- [HALAMAN]:
================
Oleh : Muhamad Khotim Ali
Bangsa dan
Negara sering disandingkan dalam suatu ungkapan seseorang. Retorika yang
bernada tentang Nasionalime itu seakan tidak pernah bisa dipisahkan, seperti
dalam ungkapan “berbangsa dan Bernegara”. Namun, persandingan dua kata itu
seolah tidak ada persoalan dari keduanya.
Bila
kita lihat, sejarah mencatat jelas dalam benak masyarakat Indonesia bahwa banyak
daerah-daerah yang –seharusnya—menjadi satu bangsa ingin melepaskan diri dari
pulau jawa. Artinya, jika melihat pada keadaan indonesia yang terdiri dari
ribuan pulau dan banyak sekali suku-suku, apakah kata “satu bangsa satu negara”
masih rasional untuk diterapkan, mengingat sistem yang diterapkan di Indonesia
(baca: Undang-Undang) sangat tidak berpihak pada mereka.
Sedikit mengingat kebelakang bagaimana Aceh
ingin memisahkan diri dari Negara Kesatuan Republik Indonesia (NKRI),
pemberontakan DI/TII ditahun 1953 yang
menuntut diterapkannya hukum syari’at islam yang kemudian baru bisa dirasakan
setelah rezim Orba lengser melalui otonomi daerah. Lebih dari itu kemudian
terjadi kembali pemberontakan dari kelompok sporadis yang dinamai Gerakan Aceh
Merdeka (GAM) yang dipimpin Hasan Tiro dengan tuntutan yang lebih ekstrem, yakni
melepaskan diri dari indonesia.
Diakui
atau tidak, keinginan GAM melepaskan diri dari Indonesia dikarenakan kejengahan
rakyat Aceh atas eksploitasi sumber daya alam oleh kapitalis, baik lokal
ataupun asing. Ketidakmampuan indonesia mengelola sumber daya alamnya sendiri
sehingga harus berada dikangkangan ekonomi kapitalis dijadikan alasan untuk
melepaskan diri dari NKRI. Ditetapkannya Aceh sebagai Daerah Operasi Militer
(DOM), dimana rakyat Aceh banyak yang mendapatkan tindakan refresif dari
militer dengan tuduhan sebagai anggota GAM. Semua itu justru membakar semangat
rakyat Aceh untuk semakin memassifkan perlawanan menuju Aceh merdeka.
Aceh
hanya satu dari sekian daerah yang menginginkan lepas dari NKRI, bagaimana
Organisasi Papua Merdeka (OPM), Republik Maluku Selatan (RMS), hingga Timtim
yang sudah berhasil melepaskan diri dari NKRI dan berharap mereka bisa lebih
membatasi kepada nekolim sehingga kedaulatan rakyat berada ditangan mereka
sendiri.
================
- [INSTRUKSI TERTULIS 1]: Menurut artikel tentang bangsa dan negara ini, siapa yang memimpin Gerakan Aceh Merdeka (GAM)?
Artikel ini tidak ada hubungannya dengan catatan yang disertakan.
================
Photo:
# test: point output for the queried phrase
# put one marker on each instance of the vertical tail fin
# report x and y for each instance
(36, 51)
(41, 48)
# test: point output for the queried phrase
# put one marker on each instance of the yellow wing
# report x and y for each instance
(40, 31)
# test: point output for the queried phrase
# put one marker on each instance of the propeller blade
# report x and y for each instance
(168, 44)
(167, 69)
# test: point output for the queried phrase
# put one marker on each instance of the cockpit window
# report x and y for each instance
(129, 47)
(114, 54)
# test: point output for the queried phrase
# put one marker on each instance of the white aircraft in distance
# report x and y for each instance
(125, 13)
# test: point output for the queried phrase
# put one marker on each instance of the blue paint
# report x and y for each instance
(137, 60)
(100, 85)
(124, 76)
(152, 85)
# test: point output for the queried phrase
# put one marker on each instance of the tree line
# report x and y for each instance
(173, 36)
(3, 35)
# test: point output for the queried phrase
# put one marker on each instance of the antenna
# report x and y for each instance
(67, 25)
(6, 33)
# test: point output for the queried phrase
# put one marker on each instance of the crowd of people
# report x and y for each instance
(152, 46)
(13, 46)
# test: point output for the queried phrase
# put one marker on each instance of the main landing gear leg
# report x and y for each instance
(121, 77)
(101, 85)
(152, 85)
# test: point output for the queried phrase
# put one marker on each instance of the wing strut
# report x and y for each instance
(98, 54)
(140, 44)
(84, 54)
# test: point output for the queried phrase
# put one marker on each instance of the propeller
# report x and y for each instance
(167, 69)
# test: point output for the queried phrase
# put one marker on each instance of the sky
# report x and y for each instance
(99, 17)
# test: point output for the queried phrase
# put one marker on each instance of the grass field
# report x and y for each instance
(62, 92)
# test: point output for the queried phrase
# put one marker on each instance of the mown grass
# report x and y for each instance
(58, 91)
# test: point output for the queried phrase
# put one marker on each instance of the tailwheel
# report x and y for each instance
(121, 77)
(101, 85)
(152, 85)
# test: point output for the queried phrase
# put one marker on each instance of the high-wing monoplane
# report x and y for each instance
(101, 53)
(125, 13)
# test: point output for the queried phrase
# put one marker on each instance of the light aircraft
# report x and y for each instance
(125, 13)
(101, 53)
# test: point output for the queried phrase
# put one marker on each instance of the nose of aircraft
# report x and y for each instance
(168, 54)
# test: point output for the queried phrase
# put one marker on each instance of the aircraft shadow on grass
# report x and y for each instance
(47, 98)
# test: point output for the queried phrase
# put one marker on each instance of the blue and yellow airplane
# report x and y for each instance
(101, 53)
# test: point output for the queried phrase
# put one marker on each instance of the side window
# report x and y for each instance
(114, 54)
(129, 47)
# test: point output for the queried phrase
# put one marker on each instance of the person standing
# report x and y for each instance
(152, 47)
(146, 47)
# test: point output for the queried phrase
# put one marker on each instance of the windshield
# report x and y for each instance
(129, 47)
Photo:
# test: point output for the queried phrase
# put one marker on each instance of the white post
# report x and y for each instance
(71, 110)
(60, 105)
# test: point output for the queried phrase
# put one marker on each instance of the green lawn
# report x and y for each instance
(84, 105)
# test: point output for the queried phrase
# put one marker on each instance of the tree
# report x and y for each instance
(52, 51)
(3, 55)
================
- [INSTRUKSI TERTULIS 2]: Temukan semua baris dalam catatan yang memuat kata "grass", lalu salin baris-baris itu.

- [HASIL AKHIR 1]: Hasan Tiro.

- [HASIL AKHIR 2]:
# put one marker on each instance of the grass field
# put one marker on each instance of the mown grass
# put one marker on each instance of the aircraft shadow on grass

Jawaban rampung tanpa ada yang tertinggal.